--- Start of Stored data ---

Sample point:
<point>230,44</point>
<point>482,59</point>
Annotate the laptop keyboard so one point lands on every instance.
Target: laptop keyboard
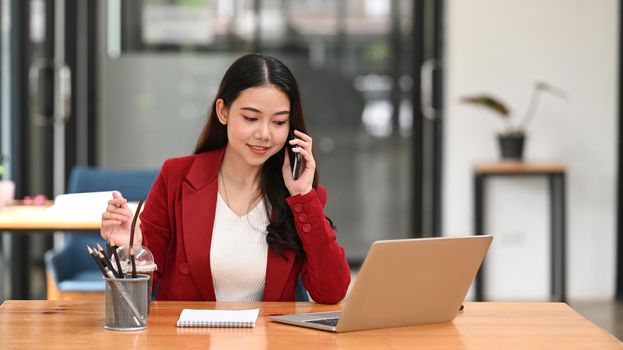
<point>325,321</point>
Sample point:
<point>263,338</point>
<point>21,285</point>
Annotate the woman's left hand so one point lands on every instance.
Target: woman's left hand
<point>302,144</point>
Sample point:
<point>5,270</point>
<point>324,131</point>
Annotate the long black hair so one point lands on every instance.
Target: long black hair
<point>249,71</point>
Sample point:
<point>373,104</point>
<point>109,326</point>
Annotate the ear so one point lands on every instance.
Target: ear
<point>221,111</point>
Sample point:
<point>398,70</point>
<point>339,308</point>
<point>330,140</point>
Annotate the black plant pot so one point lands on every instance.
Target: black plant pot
<point>511,146</point>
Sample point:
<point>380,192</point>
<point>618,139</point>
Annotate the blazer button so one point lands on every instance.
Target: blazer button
<point>184,269</point>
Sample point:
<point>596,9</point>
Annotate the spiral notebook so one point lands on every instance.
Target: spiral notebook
<point>218,318</point>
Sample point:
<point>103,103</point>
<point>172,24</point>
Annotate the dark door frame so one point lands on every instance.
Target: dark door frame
<point>619,210</point>
<point>428,18</point>
<point>81,57</point>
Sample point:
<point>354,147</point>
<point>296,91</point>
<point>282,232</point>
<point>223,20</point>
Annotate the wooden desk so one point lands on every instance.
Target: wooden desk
<point>555,173</point>
<point>42,219</point>
<point>26,220</point>
<point>80,325</point>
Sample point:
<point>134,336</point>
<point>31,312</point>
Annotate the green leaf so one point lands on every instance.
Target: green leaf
<point>488,101</point>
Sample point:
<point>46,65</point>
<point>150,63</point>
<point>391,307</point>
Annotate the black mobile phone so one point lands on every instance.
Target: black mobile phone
<point>295,158</point>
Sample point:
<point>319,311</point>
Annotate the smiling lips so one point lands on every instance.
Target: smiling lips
<point>259,150</point>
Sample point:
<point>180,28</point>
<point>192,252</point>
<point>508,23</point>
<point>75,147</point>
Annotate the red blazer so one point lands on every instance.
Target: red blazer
<point>177,227</point>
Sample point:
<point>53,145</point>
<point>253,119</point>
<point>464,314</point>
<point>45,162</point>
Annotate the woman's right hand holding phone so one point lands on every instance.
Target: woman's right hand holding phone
<point>117,222</point>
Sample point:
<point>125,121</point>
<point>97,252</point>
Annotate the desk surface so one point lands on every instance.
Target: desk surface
<point>518,167</point>
<point>35,218</point>
<point>80,325</point>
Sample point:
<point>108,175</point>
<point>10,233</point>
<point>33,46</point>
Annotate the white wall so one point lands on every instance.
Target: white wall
<point>502,47</point>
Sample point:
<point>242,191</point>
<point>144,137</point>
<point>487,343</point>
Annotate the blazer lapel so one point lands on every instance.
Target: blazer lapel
<point>277,272</point>
<point>199,193</point>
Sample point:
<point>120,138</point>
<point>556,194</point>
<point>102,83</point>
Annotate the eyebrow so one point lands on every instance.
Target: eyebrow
<point>258,111</point>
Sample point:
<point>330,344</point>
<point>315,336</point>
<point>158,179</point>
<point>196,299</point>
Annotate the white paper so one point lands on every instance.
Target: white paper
<point>218,318</point>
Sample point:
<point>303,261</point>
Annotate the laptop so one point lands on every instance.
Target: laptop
<point>405,282</point>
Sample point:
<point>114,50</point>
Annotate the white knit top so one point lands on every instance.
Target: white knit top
<point>238,253</point>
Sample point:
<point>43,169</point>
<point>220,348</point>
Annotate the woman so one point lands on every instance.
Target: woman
<point>230,222</point>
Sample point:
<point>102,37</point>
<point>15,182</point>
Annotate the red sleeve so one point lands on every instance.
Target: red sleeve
<point>325,272</point>
<point>155,223</point>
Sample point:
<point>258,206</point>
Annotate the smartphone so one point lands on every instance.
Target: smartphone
<point>295,158</point>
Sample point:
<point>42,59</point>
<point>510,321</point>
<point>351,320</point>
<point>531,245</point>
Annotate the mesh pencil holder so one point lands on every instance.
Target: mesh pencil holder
<point>126,303</point>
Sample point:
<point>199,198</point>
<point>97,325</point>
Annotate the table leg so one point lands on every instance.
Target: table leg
<point>479,230</point>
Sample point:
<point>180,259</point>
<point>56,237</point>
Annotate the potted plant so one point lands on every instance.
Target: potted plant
<point>512,138</point>
<point>7,187</point>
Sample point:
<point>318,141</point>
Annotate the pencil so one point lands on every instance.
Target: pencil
<point>97,260</point>
<point>117,262</point>
<point>105,260</point>
<point>133,227</point>
<point>133,260</point>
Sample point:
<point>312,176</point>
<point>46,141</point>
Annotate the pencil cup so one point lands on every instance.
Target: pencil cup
<point>126,303</point>
<point>143,263</point>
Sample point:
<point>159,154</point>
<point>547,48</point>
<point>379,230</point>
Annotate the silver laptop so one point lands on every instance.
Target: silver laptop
<point>405,282</point>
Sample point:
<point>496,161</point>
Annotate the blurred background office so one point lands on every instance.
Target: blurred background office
<point>127,83</point>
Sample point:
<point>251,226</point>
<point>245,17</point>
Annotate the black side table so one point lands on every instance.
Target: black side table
<point>555,173</point>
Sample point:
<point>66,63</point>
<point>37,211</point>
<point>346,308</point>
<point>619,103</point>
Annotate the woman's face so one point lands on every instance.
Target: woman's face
<point>257,122</point>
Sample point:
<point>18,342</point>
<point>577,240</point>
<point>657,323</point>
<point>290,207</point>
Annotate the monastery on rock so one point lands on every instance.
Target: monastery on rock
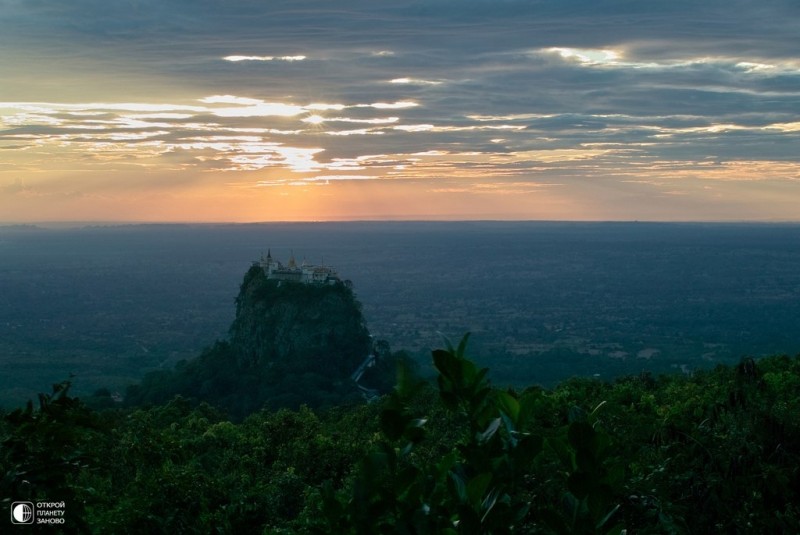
<point>305,273</point>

--- End of Stored data ---

▶ _Set problem_: Copy out every line of the listing above word for word, leaving out the pictures.

▶ _Finished exercise_:
Sample point:
<point>230,44</point>
<point>482,59</point>
Annotate the laptop keyboard so one point lands on every instance.
Target: laptop keyboard
<point>325,321</point>
Sample point:
<point>263,338</point>
<point>21,285</point>
Annotate the woman's left hand so one point lands on every instance.
Target: woman's left hand
<point>302,144</point>
Sample point:
<point>5,270</point>
<point>324,131</point>
Annotate the long black hair so one point lands on every instance.
Target: long black hair
<point>249,71</point>
Sample point:
<point>373,104</point>
<point>109,326</point>
Annotate the ear so one point lands on every instance.
Target: ear
<point>221,111</point>
Sample point:
<point>398,70</point>
<point>339,308</point>
<point>330,140</point>
Annotate the black plant pot so one point lands on every instance.
Target: black plant pot
<point>511,146</point>
Sample point:
<point>380,192</point>
<point>618,139</point>
Annotate the blazer button so one point lands on every instance.
Target: blazer button
<point>184,269</point>
Sample point:
<point>596,9</point>
Annotate the spiral notebook so one point lands on every instance.
Target: spiral notebook
<point>218,318</point>
Sample point:
<point>103,103</point>
<point>172,24</point>
Annotate the dark door frame so one point lands on every instance.
Target: dark door frame
<point>619,210</point>
<point>428,18</point>
<point>81,57</point>
Sample point:
<point>354,147</point>
<point>296,91</point>
<point>282,232</point>
<point>223,20</point>
Annotate the wooden desk so one point lands on every instance.
Target: wooden desk
<point>555,173</point>
<point>42,219</point>
<point>26,220</point>
<point>80,325</point>
Sample point:
<point>134,336</point>
<point>31,312</point>
Annotate the green leaf so one point lands on every instance.
Target: green leaf
<point>488,101</point>
Sample point:
<point>46,65</point>
<point>150,63</point>
<point>391,307</point>
Annotate the black mobile phone so one point lands on every instance.
Target: black mobile phone
<point>295,158</point>
Sample point:
<point>319,311</point>
Annotate the smiling lips so one point lands on every instance.
Target: smiling lips
<point>259,150</point>
Sample point:
<point>180,28</point>
<point>192,252</point>
<point>508,23</point>
<point>75,147</point>
Annotate the red blazer so one point lands on every instance.
Target: red blazer
<point>177,227</point>
Sample point:
<point>53,145</point>
<point>253,119</point>
<point>464,314</point>
<point>45,162</point>
Annotate the woman's right hand holding phone so one point lands on every instance.
Target: woman's right hand holding phone
<point>117,222</point>
Sample point:
<point>125,121</point>
<point>97,252</point>
Annotate the desk surface so one point lands on every instance.
Target: desk surface
<point>518,167</point>
<point>35,218</point>
<point>80,325</point>
Sample point:
<point>108,175</point>
<point>10,233</point>
<point>33,46</point>
Annotate the white wall so one point lands on every instance.
Target: white wall
<point>502,47</point>
Sample point:
<point>242,191</point>
<point>144,137</point>
<point>487,343</point>
Annotate the blazer lapel so one point lands on every instance.
Target: blazer lapel
<point>277,272</point>
<point>199,193</point>
Sample point:
<point>120,138</point>
<point>556,194</point>
<point>102,83</point>
Annotate the eyebrow so one point lands on every instance.
Target: eyebrow
<point>258,111</point>
Sample point:
<point>330,344</point>
<point>315,336</point>
<point>158,179</point>
<point>196,299</point>
Annotate the white paper so one point lands on every instance.
Target: white paper
<point>218,318</point>
Sample point:
<point>303,261</point>
Annotate the laptop so one point lands on every instance.
Target: laptop
<point>405,282</point>
Sample point:
<point>114,50</point>
Annotate the white knit top so one point lands on every instance.
Target: white knit top
<point>238,253</point>
Sample point:
<point>43,169</point>
<point>220,348</point>
Annotate the woman so one point lands on every instance.
Target: woman
<point>230,222</point>
Sample point:
<point>102,37</point>
<point>15,182</point>
Annotate the red sleeve so one point lands on every instance.
Target: red sleeve
<point>325,272</point>
<point>155,223</point>
Sample point:
<point>258,206</point>
Annotate the smartphone so one point lands on every instance.
Target: smartphone
<point>295,158</point>
Sample point:
<point>42,59</point>
<point>510,321</point>
<point>351,320</point>
<point>531,245</point>
Annotate the mesh pencil holder so one point lands on every instance.
Target: mesh pencil holder
<point>126,303</point>
Sample point:
<point>199,198</point>
<point>97,325</point>
Annotate the table leg so one point lands on every instance.
Target: table leg
<point>479,230</point>
Sample point:
<point>180,259</point>
<point>56,237</point>
Annotate the potted plant so one point lands on every instance.
Target: potted plant
<point>512,138</point>
<point>7,187</point>
Sample point:
<point>318,141</point>
Annotate the pencil so one point lands on every instance.
Target: pencil
<point>97,260</point>
<point>117,262</point>
<point>105,260</point>
<point>133,227</point>
<point>133,260</point>
Sample point:
<point>312,176</point>
<point>46,141</point>
Annotate the pencil cup so one point lands on every instance.
Target: pencil cup
<point>126,303</point>
<point>143,263</point>
Sample point:
<point>159,154</point>
<point>547,48</point>
<point>379,230</point>
Annotate the silver laptop so one point lands on every instance.
Target: silver laptop
<point>405,282</point>
Sample point:
<point>496,161</point>
Annotate the blurred background office so one point lands on every instance.
Target: blurred background office
<point>127,83</point>
Sample point:
<point>251,226</point>
<point>245,17</point>
Annotate the black side table so one point lands on every instance.
Target: black side table
<point>555,173</point>
Sample point:
<point>66,63</point>
<point>37,211</point>
<point>346,308</point>
<point>619,103</point>
Annotate the woman's face so one point lands on every instance.
Target: woman's face
<point>257,122</point>
Sample point:
<point>18,342</point>
<point>577,240</point>
<point>657,323</point>
<point>290,207</point>
Annotate the monastery on rock so one point lands on every instance.
Target: monastery on rock
<point>305,273</point>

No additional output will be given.